■ **Selected passage**:
#####

Fast Naive Bayes

Martin Skogholt

2019-03-07

Introduction

This is an extremely fast implementation of a Naive Bayes classifier. This package is currently the only package that supports a Bernoulli distribution, a Multinomial distribution, and a Gaussian distribution, making it suitable for both binary features, frequency counts, and numerical features. Another unique feature is the support of a mix of different event models. Only numerical variables are allowed, however, categorical variables can be transformed into dummies and used with the Bernoulli distribution. This implementation offers a huge performance gain compared to the ‘e1071’ implementation in R. The execution times were compared on a data set of tweets and was found to be around 330 times faster. See the vignette for more details. This performance gain is only realized using a Bernoulli event model. Furthermore, the Multinomial event model implementation is even slightly faster, but incomparable since it was not implemented in ‘e1071’. The implementation is largely based on the paper “A comparison of event models for Naive Bayes anti-spam e-mail filtering” written by K.M. Schneider (2003).

Any issues can be submitted to: https://github.com/mskogholt/fastNaiveBayes/issues

The purpose of this vignette is to explain some key aspects of this implementation in detail. Firstly, a short introduction to text classification is given as the context for further explanations about the Naive Bayes classifier. It should be noted that the Naive Bayes classifier is not restricted to text classification. The Naive Bayes classifier is a general classification algorithm, but most commonly applied to text classification. Secondly, the general framework of a Naive Bayes classifier is outlined in order to subsequently delve deeper into the different event models. Thirdly, a mathematical explanation is given as to why this particular implementation has such an excellent performance. In the fourth section a description is given about the unique features that sets this implementation of a Naive Bayes classifier apart from other implementations within the R community.

Text Classification

Text classification is the task of classifying documents by their content: that is, by the words of which they are comprised. The documents are often represented as a bag of words. This means that only the occurrence or frequency of the words in the document are taken into account, any information about the syntactic structure of these words is discarded (Hu & Liu, 2012). In many research efforts regarding document classification, Naive Bayes has been successfully applied (McCallum & Nigam, 1998). Furthermore, text classification will serve as the basis for further elaboration on the inner workings of the Naive Bayes classifier and the different event models.

#####

■ **Given information**:
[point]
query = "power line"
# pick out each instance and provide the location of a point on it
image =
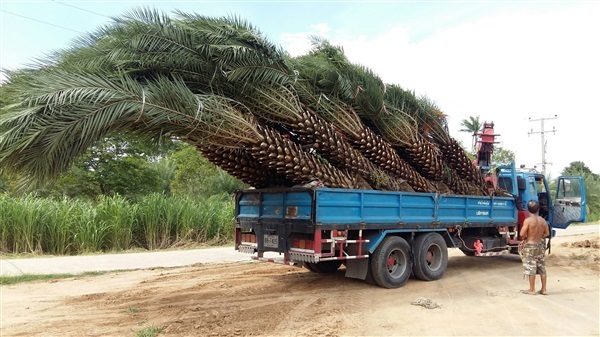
(541, 120)
(81, 9)
(40, 21)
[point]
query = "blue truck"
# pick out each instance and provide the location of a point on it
(384, 237)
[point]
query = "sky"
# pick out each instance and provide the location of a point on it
(517, 64)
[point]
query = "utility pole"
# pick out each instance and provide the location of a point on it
(542, 132)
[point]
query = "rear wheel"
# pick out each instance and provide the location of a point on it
(323, 267)
(430, 256)
(390, 263)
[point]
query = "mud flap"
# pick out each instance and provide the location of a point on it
(357, 268)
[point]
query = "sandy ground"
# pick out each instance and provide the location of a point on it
(476, 296)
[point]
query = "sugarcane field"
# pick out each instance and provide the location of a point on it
(243, 188)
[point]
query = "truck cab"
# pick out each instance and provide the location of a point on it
(566, 205)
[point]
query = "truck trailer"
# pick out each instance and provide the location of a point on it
(384, 237)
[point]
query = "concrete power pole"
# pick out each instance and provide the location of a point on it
(542, 132)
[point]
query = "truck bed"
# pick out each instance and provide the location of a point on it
(327, 208)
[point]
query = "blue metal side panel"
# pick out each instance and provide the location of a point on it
(378, 207)
(476, 209)
(275, 205)
(301, 202)
(249, 205)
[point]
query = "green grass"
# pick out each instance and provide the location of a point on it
(72, 226)
(11, 280)
(150, 331)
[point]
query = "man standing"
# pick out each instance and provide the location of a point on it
(533, 231)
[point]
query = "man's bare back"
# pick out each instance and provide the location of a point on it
(534, 229)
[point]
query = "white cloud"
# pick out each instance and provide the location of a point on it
(505, 68)
(299, 43)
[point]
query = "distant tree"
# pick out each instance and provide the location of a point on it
(117, 165)
(472, 126)
(578, 168)
(195, 175)
(592, 187)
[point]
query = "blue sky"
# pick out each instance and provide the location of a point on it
(505, 61)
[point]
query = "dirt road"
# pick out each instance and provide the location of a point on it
(476, 296)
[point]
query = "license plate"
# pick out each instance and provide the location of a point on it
(271, 241)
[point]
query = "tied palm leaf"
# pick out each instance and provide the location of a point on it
(282, 106)
(241, 164)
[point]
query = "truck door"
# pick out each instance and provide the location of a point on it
(569, 202)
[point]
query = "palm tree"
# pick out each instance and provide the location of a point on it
(218, 84)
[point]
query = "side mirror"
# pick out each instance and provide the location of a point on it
(521, 183)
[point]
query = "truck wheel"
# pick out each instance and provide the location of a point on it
(468, 252)
(390, 263)
(430, 255)
(323, 267)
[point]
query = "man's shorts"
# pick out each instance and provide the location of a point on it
(533, 259)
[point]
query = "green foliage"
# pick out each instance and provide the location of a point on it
(194, 175)
(592, 187)
(116, 165)
(10, 280)
(74, 226)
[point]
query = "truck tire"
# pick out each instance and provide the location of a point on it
(430, 255)
(323, 267)
(390, 263)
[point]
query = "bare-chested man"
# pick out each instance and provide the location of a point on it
(533, 231)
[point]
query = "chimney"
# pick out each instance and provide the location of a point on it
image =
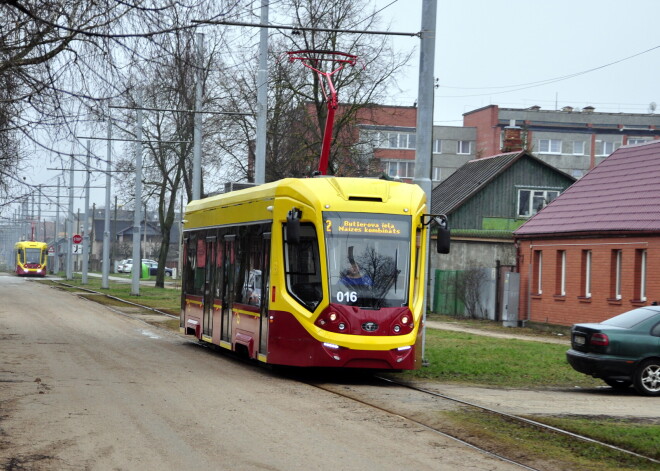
(512, 138)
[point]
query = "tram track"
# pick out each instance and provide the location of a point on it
(472, 443)
(341, 389)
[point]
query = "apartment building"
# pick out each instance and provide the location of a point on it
(571, 140)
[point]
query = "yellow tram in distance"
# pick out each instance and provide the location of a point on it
(322, 271)
(31, 258)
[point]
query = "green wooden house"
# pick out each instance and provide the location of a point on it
(498, 193)
(485, 200)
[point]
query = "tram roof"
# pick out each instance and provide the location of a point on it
(316, 191)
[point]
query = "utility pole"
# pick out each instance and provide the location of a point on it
(197, 144)
(262, 99)
(423, 153)
(137, 259)
(56, 262)
(69, 235)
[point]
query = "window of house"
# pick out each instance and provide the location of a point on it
(637, 140)
(640, 274)
(615, 278)
(550, 146)
(400, 168)
(586, 273)
(398, 140)
(560, 285)
(531, 202)
(578, 147)
(390, 139)
(537, 280)
(464, 147)
(606, 147)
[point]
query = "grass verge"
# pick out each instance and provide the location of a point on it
(163, 299)
(471, 358)
(547, 449)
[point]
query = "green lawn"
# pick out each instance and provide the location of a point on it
(470, 358)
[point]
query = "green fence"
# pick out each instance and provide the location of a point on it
(445, 300)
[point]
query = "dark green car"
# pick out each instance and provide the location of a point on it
(622, 351)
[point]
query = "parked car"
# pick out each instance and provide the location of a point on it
(153, 269)
(622, 351)
(128, 266)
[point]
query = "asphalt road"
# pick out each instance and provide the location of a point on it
(82, 387)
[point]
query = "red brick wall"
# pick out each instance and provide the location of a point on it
(572, 308)
(488, 134)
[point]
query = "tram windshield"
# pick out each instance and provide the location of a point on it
(368, 258)
(32, 256)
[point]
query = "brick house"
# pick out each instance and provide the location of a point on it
(589, 254)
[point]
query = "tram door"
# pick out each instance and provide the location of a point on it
(209, 272)
(265, 294)
(229, 281)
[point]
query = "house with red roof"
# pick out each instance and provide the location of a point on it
(592, 253)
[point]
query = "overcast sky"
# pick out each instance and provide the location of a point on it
(491, 52)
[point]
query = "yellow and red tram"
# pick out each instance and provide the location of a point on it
(309, 272)
(30, 258)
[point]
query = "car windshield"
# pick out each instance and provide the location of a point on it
(631, 318)
(368, 258)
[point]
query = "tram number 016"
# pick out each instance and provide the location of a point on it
(347, 296)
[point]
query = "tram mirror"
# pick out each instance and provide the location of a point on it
(443, 236)
(443, 240)
(293, 226)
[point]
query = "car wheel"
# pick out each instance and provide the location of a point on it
(619, 384)
(647, 378)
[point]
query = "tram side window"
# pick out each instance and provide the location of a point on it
(303, 269)
(248, 267)
(194, 276)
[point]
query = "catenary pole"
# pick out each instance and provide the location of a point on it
(262, 99)
(197, 136)
(105, 265)
(425, 125)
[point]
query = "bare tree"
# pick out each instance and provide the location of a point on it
(297, 105)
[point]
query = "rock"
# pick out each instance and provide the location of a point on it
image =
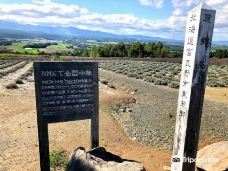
(99, 159)
(129, 110)
(217, 156)
(168, 168)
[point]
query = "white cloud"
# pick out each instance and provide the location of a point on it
(47, 12)
(152, 3)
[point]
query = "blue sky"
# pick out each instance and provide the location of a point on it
(163, 18)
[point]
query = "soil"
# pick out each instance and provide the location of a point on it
(152, 119)
(19, 149)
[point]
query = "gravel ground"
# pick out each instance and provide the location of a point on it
(151, 119)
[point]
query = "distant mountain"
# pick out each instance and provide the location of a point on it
(20, 31)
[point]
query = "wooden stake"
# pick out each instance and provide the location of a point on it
(197, 48)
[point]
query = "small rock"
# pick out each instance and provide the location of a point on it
(167, 168)
(99, 159)
(213, 157)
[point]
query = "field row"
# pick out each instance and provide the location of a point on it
(164, 73)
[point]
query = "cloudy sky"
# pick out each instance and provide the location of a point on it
(156, 18)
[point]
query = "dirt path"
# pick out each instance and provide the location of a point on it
(11, 77)
(19, 140)
(152, 118)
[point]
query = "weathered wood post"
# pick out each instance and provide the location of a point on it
(197, 48)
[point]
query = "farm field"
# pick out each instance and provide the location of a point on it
(137, 116)
(164, 73)
(19, 139)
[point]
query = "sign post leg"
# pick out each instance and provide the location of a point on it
(44, 147)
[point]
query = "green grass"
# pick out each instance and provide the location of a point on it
(17, 47)
(58, 159)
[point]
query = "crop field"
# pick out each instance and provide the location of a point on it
(164, 73)
(14, 72)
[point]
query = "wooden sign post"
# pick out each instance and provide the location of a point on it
(197, 48)
(65, 91)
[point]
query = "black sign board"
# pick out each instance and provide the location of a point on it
(65, 91)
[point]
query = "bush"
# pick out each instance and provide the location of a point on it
(104, 82)
(174, 84)
(19, 81)
(58, 159)
(157, 81)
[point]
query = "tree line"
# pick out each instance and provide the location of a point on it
(135, 50)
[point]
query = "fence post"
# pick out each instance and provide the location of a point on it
(197, 48)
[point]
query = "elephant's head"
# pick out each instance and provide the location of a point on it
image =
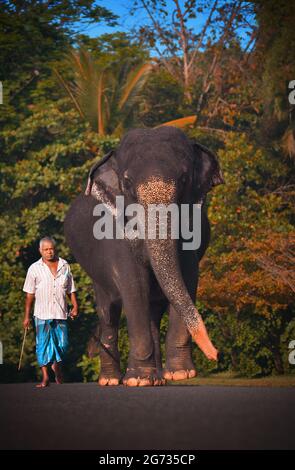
(154, 166)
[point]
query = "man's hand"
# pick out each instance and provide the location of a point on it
(74, 313)
(26, 323)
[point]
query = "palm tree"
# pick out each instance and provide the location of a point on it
(105, 97)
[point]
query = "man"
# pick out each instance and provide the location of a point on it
(48, 282)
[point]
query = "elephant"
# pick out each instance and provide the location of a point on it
(141, 276)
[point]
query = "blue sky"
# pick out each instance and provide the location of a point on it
(120, 8)
(125, 21)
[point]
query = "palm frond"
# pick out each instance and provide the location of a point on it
(181, 122)
(135, 80)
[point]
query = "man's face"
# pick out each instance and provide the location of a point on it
(47, 251)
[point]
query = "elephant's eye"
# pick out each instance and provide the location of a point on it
(183, 178)
(127, 180)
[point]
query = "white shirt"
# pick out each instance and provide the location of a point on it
(50, 292)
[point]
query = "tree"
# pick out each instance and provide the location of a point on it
(179, 44)
(105, 97)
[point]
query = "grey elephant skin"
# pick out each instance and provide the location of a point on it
(145, 278)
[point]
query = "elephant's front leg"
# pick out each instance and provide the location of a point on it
(179, 364)
(178, 346)
(109, 318)
(141, 370)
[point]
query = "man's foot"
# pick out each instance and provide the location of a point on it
(57, 372)
(43, 384)
(203, 341)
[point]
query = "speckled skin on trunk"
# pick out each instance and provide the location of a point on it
(145, 278)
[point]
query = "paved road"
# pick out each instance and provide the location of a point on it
(85, 416)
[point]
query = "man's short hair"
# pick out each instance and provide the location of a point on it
(47, 239)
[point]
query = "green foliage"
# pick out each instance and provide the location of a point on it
(47, 150)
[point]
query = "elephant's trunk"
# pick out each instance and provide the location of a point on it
(165, 263)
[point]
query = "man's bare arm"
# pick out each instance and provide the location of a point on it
(73, 298)
(28, 306)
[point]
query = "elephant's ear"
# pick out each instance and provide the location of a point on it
(103, 176)
(207, 172)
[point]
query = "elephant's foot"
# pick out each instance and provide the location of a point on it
(143, 377)
(109, 378)
(181, 374)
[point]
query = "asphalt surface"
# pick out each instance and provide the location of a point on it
(85, 416)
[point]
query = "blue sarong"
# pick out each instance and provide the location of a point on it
(51, 340)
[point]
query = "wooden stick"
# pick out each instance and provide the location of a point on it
(23, 345)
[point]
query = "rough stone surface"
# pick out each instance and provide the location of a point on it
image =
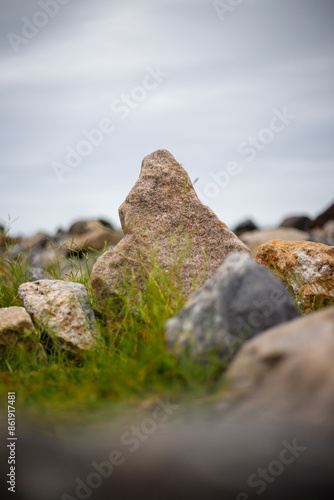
(63, 310)
(163, 218)
(298, 222)
(326, 216)
(247, 225)
(95, 240)
(306, 267)
(254, 239)
(16, 327)
(86, 226)
(290, 368)
(241, 300)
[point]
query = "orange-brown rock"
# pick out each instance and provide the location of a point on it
(163, 219)
(307, 268)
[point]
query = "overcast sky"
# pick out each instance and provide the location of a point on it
(241, 95)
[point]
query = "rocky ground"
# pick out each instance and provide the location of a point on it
(263, 301)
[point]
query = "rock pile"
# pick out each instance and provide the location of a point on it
(64, 250)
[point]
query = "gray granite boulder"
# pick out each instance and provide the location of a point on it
(17, 328)
(241, 300)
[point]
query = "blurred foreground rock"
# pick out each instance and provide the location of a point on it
(62, 309)
(301, 222)
(163, 219)
(307, 268)
(241, 300)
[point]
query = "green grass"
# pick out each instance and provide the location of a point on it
(131, 363)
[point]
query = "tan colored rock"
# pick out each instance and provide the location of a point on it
(307, 268)
(16, 327)
(162, 218)
(39, 240)
(95, 240)
(86, 226)
(289, 369)
(253, 239)
(63, 310)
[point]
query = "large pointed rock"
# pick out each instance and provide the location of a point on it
(163, 220)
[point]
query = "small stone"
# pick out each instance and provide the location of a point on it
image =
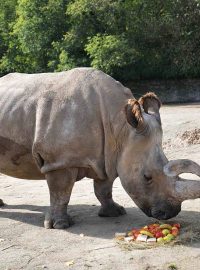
(69, 263)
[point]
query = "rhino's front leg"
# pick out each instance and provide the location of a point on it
(103, 192)
(60, 185)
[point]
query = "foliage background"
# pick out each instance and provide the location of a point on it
(128, 39)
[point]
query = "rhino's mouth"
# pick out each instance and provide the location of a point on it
(162, 210)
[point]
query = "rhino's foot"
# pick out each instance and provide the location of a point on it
(1, 203)
(112, 210)
(57, 223)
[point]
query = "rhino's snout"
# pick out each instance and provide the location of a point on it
(162, 211)
(165, 211)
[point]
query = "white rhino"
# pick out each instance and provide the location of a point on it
(82, 123)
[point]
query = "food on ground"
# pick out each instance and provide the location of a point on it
(160, 233)
(142, 238)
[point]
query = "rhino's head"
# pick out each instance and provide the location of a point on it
(146, 174)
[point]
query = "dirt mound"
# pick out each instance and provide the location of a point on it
(191, 136)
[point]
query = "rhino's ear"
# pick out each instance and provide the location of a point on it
(133, 113)
(151, 104)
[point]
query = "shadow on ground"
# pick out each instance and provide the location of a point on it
(86, 219)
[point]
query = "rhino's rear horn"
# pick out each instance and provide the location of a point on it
(133, 113)
(151, 104)
(176, 167)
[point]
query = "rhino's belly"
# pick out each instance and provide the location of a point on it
(17, 161)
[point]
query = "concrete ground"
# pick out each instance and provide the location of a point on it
(89, 244)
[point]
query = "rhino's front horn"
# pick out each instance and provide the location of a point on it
(176, 167)
(184, 189)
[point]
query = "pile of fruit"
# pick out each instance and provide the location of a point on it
(160, 233)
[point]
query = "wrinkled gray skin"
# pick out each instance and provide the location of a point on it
(69, 125)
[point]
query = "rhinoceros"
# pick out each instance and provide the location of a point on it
(80, 123)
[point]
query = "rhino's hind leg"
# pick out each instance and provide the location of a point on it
(60, 185)
(1, 203)
(103, 192)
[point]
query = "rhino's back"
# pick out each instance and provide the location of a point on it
(59, 117)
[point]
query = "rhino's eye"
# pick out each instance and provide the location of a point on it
(148, 179)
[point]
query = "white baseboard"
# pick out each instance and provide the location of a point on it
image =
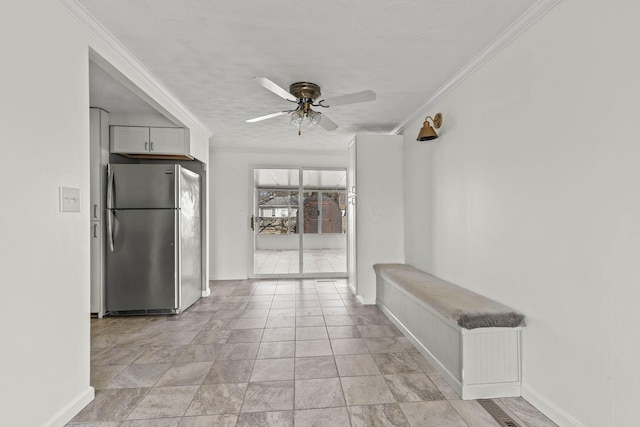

#####

■ **Problem details**:
Please copy out the fast Naive Bayes text from "Text classification is the" to "and the different event models.".

■ **Solution to this task**:
Text classification is the task of classifying documents by their content: that is, by the words of which they are comprised. The documents are often represented as a bag of words. This means that only the occurrence or frequency of the words in the document are taken into account, any information about the syntactic structure of these words is discarded (Hu & Liu, 2012). In many research efforts regarding document classification, Naive Bayes has been successfully applied (McCallum & Nigam, 1998). Furthermore, text classification will serve as the basis for further elaboration on the inner workings of the Naive Bayes classifier and the different event models.